***** RECORDS FOR PROCESSING

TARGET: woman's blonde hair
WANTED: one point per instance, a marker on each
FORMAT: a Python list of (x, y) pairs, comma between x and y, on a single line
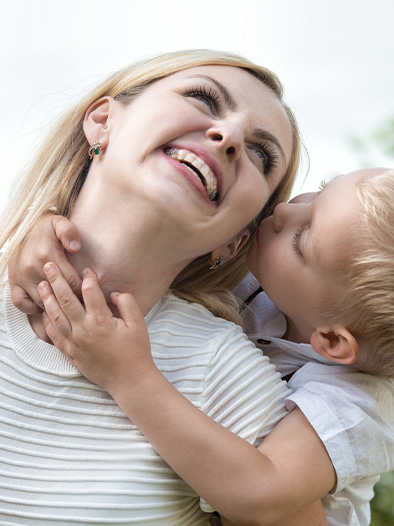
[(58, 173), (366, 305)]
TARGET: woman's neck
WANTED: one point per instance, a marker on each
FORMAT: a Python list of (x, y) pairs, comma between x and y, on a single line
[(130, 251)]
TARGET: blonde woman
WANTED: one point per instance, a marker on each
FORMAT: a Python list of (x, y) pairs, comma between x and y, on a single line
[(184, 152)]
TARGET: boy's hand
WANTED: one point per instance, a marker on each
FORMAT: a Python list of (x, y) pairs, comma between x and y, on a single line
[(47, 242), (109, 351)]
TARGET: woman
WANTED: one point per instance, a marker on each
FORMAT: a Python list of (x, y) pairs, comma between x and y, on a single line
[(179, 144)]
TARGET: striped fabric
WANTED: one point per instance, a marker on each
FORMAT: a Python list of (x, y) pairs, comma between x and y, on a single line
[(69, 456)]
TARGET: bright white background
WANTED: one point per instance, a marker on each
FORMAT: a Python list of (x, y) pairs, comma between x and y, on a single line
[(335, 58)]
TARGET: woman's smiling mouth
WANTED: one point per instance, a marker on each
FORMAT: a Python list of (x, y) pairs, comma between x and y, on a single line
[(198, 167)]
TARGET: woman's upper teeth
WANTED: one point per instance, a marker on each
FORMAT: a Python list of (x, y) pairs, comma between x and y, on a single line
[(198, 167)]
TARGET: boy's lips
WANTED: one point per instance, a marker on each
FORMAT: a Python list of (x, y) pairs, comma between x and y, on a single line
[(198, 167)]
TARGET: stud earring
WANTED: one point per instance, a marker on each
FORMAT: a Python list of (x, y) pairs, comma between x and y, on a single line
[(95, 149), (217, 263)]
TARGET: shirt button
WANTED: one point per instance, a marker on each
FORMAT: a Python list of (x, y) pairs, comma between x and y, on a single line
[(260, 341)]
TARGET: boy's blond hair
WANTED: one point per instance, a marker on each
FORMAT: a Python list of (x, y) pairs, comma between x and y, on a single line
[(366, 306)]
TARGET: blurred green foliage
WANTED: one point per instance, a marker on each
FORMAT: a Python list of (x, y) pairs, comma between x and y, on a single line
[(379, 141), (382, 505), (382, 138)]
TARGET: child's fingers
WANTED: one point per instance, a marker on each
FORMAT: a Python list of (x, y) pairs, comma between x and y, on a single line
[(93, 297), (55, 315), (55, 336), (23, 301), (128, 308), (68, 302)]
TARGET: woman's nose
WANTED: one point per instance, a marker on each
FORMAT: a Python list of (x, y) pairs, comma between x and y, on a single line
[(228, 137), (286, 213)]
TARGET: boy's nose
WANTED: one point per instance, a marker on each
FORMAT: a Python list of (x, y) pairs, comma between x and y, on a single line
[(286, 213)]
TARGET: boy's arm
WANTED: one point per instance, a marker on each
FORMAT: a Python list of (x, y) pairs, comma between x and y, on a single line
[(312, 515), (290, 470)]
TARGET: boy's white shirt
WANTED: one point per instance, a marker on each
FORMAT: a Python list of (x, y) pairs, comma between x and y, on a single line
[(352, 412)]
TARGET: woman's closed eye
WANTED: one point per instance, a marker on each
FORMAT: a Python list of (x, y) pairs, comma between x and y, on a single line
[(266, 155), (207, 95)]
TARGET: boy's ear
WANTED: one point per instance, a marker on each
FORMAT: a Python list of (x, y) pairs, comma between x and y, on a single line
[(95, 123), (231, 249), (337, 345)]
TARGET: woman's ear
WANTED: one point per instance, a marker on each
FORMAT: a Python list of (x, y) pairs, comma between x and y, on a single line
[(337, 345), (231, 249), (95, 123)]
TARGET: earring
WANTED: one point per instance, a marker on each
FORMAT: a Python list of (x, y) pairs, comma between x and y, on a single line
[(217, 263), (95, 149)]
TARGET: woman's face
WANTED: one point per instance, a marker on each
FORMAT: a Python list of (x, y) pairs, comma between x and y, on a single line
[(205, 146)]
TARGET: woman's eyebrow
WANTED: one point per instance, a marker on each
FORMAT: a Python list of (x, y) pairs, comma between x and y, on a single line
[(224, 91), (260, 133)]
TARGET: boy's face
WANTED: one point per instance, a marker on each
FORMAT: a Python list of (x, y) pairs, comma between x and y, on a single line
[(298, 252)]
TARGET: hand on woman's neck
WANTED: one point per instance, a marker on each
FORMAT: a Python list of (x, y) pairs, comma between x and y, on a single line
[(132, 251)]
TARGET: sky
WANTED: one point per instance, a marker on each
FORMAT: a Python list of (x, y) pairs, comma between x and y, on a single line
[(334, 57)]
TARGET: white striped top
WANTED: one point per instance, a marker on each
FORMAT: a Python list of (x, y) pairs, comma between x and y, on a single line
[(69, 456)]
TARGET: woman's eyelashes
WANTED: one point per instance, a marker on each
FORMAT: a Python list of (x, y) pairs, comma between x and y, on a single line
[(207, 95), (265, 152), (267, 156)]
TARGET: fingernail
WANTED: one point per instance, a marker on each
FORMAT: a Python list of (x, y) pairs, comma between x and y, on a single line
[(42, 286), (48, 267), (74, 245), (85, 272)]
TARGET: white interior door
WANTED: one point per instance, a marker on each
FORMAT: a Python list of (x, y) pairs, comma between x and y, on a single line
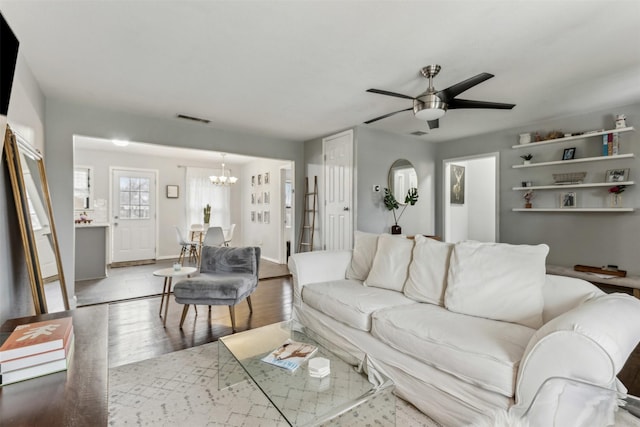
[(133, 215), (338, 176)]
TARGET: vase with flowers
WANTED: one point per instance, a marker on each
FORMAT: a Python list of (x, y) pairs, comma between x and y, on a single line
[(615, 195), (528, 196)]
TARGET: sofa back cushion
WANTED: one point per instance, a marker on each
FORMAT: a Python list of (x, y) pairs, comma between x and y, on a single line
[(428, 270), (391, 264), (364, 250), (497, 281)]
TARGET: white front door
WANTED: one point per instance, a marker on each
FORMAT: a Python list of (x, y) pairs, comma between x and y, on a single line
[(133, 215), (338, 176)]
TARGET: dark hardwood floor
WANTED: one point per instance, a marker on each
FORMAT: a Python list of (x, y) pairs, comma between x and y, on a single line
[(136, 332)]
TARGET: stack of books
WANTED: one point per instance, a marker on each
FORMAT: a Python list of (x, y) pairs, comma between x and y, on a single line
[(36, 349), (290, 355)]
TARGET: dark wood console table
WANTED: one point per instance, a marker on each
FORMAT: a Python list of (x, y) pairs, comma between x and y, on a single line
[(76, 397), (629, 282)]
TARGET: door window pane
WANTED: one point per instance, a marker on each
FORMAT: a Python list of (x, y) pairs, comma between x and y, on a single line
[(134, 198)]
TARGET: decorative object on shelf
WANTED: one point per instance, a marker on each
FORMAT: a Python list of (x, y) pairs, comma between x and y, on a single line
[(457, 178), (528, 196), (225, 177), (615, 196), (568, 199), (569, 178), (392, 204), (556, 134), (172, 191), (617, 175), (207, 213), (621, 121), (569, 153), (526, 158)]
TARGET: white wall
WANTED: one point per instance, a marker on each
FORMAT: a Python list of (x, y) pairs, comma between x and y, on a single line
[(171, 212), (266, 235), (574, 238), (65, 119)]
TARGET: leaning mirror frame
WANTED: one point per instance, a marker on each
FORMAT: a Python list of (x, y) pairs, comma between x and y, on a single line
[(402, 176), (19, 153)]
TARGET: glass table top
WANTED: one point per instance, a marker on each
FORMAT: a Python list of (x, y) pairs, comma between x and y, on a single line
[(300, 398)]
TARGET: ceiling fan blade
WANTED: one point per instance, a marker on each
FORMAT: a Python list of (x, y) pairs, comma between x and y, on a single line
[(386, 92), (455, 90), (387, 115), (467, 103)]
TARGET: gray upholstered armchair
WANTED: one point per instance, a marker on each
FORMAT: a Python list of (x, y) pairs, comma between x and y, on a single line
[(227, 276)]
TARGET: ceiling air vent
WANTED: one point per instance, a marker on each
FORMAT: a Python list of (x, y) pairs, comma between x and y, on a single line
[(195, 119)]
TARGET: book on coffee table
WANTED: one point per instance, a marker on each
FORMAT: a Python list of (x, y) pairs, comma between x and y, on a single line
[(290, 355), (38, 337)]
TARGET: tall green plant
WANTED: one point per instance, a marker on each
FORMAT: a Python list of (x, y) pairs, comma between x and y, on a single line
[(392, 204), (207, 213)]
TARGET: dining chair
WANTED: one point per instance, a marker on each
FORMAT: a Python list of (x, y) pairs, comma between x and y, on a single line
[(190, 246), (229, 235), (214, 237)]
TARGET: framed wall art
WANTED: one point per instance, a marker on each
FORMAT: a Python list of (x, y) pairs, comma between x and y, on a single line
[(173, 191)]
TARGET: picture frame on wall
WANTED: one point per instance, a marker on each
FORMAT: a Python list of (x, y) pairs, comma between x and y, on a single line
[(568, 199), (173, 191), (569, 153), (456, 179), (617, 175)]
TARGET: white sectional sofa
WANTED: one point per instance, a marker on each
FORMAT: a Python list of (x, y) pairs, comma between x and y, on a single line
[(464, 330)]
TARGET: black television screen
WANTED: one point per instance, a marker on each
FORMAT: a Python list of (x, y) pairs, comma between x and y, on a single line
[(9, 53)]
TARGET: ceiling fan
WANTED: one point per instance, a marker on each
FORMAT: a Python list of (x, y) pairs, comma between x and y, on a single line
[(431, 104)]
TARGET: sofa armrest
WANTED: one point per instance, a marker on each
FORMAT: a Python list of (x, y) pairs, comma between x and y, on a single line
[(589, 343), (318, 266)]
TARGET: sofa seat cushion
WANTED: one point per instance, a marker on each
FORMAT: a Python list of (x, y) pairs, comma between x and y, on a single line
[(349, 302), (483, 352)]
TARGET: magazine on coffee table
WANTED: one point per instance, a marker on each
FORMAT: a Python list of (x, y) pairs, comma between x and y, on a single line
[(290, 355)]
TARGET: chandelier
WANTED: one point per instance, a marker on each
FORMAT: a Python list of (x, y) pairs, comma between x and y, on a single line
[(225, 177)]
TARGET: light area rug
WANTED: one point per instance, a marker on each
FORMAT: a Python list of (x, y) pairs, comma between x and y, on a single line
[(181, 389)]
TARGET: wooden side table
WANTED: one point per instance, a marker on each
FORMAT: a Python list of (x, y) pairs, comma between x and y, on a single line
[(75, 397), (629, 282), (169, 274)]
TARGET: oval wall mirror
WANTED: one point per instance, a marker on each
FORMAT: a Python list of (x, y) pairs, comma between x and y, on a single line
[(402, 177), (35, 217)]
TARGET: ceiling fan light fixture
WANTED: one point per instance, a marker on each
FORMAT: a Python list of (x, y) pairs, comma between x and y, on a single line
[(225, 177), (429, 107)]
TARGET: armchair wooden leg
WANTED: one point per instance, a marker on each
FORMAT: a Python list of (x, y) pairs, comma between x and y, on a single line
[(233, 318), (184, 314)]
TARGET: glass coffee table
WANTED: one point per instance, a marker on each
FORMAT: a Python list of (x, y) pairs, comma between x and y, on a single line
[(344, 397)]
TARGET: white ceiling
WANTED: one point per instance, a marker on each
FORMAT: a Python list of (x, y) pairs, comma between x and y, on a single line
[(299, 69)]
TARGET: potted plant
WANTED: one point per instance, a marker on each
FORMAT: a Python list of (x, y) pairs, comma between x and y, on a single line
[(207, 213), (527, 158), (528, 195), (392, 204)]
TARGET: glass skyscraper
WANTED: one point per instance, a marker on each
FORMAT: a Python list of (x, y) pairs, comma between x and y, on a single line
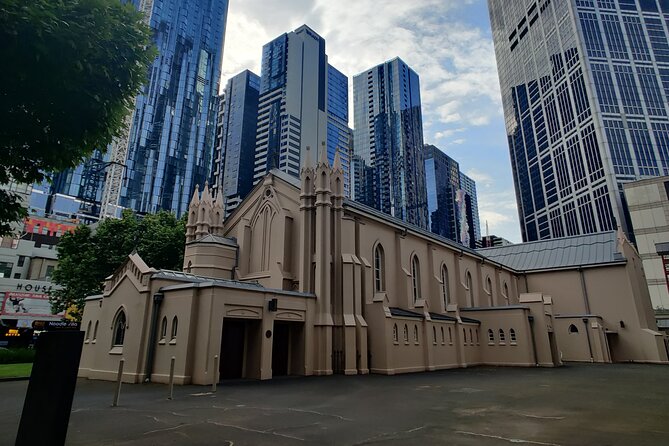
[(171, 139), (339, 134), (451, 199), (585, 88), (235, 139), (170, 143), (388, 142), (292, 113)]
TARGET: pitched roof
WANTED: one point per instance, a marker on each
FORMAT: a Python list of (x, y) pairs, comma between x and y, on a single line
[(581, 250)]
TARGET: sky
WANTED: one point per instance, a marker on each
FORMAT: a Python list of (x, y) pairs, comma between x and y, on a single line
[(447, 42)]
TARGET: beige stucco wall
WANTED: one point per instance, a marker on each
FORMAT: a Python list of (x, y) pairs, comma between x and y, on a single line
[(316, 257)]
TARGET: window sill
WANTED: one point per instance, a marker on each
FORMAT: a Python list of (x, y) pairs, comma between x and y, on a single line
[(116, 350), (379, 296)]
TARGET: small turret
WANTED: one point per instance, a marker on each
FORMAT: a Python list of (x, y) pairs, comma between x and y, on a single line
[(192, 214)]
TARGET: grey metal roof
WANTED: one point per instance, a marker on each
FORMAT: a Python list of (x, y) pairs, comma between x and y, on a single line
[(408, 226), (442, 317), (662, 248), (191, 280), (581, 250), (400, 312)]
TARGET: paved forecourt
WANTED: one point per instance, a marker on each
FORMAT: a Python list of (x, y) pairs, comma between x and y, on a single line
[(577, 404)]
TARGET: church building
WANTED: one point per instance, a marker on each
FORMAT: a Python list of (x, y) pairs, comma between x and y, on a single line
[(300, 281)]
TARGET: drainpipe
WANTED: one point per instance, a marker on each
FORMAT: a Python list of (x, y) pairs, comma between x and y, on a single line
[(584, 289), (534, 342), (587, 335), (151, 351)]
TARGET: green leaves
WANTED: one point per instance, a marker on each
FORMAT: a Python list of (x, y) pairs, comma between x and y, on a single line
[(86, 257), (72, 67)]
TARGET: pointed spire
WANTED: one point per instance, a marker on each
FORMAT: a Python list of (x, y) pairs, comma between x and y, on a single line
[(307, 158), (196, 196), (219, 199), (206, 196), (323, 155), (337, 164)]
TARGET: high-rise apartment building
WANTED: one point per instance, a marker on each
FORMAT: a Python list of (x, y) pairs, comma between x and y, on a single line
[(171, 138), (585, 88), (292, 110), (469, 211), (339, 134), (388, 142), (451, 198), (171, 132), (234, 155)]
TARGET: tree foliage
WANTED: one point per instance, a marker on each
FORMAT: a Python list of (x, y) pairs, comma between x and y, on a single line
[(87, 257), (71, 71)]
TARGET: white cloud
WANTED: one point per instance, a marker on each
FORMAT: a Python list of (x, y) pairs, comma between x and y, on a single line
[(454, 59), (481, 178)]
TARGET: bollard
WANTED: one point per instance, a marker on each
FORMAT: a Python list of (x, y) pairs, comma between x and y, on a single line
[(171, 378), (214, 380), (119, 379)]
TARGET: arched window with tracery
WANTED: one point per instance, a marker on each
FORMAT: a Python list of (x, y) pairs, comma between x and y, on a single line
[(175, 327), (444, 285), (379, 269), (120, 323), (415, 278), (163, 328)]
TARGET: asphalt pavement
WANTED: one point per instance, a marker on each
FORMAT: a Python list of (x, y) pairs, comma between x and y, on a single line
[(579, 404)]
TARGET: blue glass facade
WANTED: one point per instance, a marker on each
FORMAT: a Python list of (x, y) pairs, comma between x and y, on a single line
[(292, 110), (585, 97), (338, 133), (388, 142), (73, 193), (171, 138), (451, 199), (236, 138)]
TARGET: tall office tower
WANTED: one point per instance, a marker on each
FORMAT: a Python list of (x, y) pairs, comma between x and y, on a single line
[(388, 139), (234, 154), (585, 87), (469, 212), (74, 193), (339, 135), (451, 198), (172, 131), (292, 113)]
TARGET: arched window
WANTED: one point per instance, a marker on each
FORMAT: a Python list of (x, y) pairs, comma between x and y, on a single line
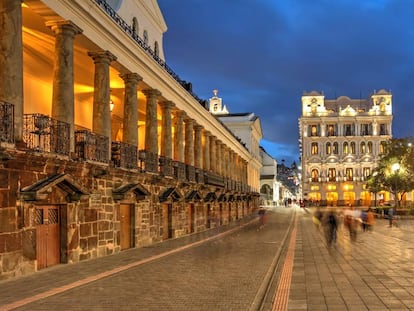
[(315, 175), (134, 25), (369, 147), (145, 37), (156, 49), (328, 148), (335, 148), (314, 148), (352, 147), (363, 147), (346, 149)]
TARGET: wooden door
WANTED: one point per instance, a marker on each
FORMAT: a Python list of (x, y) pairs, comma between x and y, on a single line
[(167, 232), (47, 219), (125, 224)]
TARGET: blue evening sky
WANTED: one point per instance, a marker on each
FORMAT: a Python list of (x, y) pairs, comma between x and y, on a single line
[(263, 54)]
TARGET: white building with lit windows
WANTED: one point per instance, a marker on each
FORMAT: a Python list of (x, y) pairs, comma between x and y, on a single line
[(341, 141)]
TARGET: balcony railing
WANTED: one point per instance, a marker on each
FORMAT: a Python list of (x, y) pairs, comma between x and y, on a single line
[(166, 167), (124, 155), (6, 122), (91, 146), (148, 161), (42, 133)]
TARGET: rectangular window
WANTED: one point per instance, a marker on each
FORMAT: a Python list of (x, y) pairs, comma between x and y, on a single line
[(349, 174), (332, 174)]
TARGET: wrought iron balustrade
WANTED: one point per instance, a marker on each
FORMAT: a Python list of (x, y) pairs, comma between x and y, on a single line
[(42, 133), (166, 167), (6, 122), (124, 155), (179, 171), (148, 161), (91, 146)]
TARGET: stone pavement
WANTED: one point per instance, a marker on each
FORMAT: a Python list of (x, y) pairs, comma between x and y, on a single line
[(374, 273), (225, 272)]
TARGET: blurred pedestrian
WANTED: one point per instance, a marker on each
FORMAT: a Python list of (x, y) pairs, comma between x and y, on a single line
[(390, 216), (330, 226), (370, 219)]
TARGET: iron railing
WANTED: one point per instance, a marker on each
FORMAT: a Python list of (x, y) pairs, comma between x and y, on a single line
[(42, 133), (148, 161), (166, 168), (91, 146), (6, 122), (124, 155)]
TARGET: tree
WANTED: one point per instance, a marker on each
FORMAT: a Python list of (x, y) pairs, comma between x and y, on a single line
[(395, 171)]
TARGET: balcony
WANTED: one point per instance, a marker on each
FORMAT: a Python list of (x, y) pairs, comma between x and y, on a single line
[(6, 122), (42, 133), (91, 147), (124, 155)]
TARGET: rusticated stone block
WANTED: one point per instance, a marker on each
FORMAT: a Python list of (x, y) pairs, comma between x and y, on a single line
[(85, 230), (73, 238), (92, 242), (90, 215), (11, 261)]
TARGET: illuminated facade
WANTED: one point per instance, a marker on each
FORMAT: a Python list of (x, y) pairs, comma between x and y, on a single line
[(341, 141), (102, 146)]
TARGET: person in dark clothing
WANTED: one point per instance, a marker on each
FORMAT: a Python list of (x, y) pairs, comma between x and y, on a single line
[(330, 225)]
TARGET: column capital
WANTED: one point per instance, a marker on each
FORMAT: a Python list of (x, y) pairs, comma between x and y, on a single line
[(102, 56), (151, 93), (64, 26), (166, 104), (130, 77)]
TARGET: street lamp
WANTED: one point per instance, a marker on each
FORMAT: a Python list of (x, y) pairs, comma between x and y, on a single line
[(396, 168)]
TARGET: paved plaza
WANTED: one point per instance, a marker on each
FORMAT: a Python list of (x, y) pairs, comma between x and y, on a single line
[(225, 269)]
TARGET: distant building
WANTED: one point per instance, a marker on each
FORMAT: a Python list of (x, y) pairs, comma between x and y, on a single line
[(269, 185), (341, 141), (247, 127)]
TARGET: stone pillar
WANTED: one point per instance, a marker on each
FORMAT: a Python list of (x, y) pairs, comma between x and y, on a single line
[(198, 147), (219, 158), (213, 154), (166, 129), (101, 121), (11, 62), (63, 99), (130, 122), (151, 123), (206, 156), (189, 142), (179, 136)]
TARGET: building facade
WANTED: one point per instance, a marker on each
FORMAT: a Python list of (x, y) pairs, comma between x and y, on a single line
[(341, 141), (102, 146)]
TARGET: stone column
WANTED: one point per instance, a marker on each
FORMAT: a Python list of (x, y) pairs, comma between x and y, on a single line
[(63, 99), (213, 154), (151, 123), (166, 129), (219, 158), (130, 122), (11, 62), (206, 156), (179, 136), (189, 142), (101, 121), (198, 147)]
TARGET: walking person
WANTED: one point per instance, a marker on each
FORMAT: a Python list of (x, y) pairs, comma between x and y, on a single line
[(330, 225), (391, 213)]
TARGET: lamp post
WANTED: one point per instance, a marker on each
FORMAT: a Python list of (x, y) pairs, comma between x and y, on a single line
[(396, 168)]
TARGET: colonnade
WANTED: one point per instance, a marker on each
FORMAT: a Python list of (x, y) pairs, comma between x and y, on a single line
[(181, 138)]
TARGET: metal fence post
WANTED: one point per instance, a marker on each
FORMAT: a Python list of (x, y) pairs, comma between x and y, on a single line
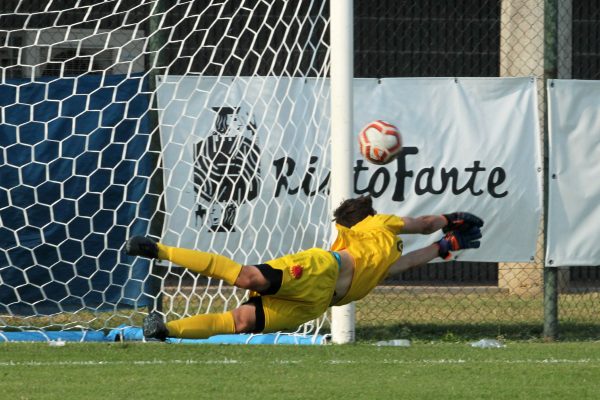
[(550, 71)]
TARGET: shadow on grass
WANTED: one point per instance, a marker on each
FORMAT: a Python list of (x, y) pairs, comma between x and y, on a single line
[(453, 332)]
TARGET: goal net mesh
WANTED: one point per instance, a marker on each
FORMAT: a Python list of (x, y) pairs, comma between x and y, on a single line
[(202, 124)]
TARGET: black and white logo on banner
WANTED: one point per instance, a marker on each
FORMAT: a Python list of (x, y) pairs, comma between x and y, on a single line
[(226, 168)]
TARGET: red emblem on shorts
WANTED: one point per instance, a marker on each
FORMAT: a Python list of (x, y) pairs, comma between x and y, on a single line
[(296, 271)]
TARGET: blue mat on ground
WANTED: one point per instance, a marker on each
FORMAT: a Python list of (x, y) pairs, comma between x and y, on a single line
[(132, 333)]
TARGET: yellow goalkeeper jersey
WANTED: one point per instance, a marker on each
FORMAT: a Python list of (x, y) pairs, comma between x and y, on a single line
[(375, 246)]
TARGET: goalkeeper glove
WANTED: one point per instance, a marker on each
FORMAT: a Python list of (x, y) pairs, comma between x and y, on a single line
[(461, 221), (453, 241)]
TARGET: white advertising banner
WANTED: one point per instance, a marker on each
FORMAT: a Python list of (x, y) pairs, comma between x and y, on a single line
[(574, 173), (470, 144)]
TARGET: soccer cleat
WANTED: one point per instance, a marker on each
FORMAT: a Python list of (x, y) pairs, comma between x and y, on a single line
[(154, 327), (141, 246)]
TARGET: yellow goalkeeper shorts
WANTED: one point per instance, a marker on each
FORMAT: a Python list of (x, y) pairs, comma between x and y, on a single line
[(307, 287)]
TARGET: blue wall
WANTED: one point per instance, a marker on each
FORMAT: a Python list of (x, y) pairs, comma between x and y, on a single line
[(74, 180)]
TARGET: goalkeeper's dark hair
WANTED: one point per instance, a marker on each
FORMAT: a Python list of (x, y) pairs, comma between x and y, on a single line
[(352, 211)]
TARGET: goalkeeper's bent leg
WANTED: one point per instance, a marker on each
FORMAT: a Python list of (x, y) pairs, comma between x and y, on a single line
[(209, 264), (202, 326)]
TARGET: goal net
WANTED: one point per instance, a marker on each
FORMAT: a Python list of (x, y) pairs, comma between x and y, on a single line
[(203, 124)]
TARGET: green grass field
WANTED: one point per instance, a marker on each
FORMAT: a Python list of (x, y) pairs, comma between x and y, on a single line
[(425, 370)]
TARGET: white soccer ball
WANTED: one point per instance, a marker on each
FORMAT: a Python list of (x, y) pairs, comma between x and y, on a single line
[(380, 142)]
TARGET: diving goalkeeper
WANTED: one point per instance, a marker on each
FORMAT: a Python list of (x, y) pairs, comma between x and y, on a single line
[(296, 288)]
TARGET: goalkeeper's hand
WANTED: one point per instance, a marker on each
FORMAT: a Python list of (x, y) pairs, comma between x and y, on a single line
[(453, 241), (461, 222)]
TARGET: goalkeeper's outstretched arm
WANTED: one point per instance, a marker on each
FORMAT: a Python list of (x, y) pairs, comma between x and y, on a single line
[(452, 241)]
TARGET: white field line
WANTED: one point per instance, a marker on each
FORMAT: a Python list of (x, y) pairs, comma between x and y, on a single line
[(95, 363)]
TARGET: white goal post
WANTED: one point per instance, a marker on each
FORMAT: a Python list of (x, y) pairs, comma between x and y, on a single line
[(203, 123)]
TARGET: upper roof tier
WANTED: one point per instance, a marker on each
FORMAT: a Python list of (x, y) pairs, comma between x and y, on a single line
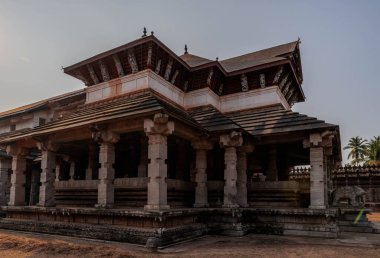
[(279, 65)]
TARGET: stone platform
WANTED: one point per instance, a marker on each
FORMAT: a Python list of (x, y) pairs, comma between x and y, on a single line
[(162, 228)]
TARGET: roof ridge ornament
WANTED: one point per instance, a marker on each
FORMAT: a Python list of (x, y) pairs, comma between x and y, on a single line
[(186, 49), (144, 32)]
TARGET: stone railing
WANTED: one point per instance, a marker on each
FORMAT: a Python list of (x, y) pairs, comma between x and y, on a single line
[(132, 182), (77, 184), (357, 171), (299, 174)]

**********

**AIM OF THE TASK**
Exclude all pictures and reproduce verbatim the lines running from the line that contains "TARGET: white goal post" to the end of the data above, both ends included.

**FINAL RESULT**
TARGET: white goal post
WANTED: one point per instance, a marker on each
FORMAT: a Python list of (x, y) pairs, comma between x and y, on a single line
[(203, 123)]
TARGET: upper roof tier
WANTED: one point per instance, a marker on each
FORMAT: a Python list of (x, y) pairs, comma between x and y, on a single line
[(279, 65)]
TARGET: stone platform
WANTED: one point per instance, a marker on each
FORMAT: a Python list of (x, y) pairs, comma between x and y, on a single line
[(162, 228)]
TARGET: roof ridge ornament
WANTED: one point per instance, a marker on each
FORMAT: a Python list of (x, y) pairs, comma between x and y, on a single line
[(186, 49), (144, 32)]
TARGET: stone railing
WANTED: one point per instance, a marker on each
FORMAT: a Python list of (x, y) pairs, comma between x and y, on a single line
[(132, 182), (77, 184), (357, 171), (299, 174)]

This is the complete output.